APPLY WHAT YOU READ:
1/ Summarize the blog post on exercise in two sentences.
2/ Translate this sentence from the blog post on exercise into Spanish: "Here is another benefit to exercise that the Mayo Clinic forgot to tell you."

SOURCE EXTRACT:
Segment Open

Sunday, March 13, 2011

Exercise, The workplace challenge

We all know the importance of exercise. As a matter of fact, here is an article by the Mayo Clinic on 7 serious benefits of exercise!! http://www.mayoclinic.com/health/exercise/HQ01676

Here is another benefit to exercise that the Mayo Clinic forgot to tell you. When I was in the 7th grade, I was in the Catholic school spelling bee and didn't make the first round because i failed to spell the word "exercise" on the preliminary written round. The next year, I made 3rd place in the district after I figured out that there is ONE X, ONE C, and ONE S in the word "exercise" and each of those stands alone. So! If you are familiar with exercise, it could also help you win spelling bees.

Segment Closed

DATA:
Segment Open

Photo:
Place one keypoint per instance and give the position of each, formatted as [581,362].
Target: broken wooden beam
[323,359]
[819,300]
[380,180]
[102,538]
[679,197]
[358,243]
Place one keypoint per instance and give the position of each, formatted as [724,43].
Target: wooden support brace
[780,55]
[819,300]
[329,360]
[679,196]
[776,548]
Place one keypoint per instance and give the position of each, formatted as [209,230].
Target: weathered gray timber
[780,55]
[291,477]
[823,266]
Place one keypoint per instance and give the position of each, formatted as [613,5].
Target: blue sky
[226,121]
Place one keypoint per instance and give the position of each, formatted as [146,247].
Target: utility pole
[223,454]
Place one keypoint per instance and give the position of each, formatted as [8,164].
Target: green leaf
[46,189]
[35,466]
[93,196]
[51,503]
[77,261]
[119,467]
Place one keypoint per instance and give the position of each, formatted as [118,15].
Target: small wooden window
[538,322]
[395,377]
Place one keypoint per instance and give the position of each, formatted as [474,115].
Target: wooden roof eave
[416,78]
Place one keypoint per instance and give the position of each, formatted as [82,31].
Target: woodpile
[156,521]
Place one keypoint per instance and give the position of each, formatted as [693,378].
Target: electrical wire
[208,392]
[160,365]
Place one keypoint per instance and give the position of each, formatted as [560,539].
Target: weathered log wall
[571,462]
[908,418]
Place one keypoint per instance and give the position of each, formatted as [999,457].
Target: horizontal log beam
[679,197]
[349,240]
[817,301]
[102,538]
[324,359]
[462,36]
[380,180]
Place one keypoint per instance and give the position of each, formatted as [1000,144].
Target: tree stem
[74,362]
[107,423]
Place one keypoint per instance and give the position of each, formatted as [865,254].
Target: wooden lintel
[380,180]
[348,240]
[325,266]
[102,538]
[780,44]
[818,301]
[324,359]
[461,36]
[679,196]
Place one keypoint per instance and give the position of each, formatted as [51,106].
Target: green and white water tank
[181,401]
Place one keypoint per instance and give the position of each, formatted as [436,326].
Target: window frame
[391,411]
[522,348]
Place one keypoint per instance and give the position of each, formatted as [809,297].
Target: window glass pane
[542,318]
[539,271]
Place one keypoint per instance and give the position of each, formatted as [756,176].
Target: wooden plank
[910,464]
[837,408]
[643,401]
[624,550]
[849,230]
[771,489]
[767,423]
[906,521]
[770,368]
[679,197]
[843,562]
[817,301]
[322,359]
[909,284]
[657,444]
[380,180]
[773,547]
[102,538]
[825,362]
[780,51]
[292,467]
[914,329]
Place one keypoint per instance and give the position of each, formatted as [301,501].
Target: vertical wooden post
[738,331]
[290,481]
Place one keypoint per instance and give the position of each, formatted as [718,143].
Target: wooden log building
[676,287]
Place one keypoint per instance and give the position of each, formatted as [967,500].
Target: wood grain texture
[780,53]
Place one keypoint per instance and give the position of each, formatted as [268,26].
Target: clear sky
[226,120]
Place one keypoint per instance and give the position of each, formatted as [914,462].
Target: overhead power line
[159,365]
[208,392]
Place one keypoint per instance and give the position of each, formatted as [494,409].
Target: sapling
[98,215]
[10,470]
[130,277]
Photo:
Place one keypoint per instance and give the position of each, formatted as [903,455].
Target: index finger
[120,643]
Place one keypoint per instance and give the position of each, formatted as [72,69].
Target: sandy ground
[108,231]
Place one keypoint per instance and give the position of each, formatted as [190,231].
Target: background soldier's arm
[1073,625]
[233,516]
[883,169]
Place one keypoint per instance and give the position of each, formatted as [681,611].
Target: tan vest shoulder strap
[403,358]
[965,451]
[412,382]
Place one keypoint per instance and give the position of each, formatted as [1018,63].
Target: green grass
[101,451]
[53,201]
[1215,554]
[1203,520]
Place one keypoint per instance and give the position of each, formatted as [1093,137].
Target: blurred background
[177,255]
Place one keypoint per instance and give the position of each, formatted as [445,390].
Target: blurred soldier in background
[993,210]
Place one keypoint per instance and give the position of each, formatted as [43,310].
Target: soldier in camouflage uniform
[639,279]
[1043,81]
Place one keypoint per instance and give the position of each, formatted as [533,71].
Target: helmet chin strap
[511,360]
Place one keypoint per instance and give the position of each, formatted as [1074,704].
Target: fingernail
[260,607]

Segment Closed

EXPECTED RESPONSES:
1/ The post says that everyone knows the importance of exercise and points to a Mayo Clinic article on seven serious benefits of exercise. It then adds a benefit the Mayo Clinic left out: after failing to spell "exercise" in a seventh-grade Catholic school spelling bee, the writer learned that the word has one X, one C, and one S, took third place in the district the next year, and concludes that familiarity with exercise could also help win spelling bees.

2/ Aquí tienes otro beneficio del ejercicio que la Clínica Mayo olvidó decirte.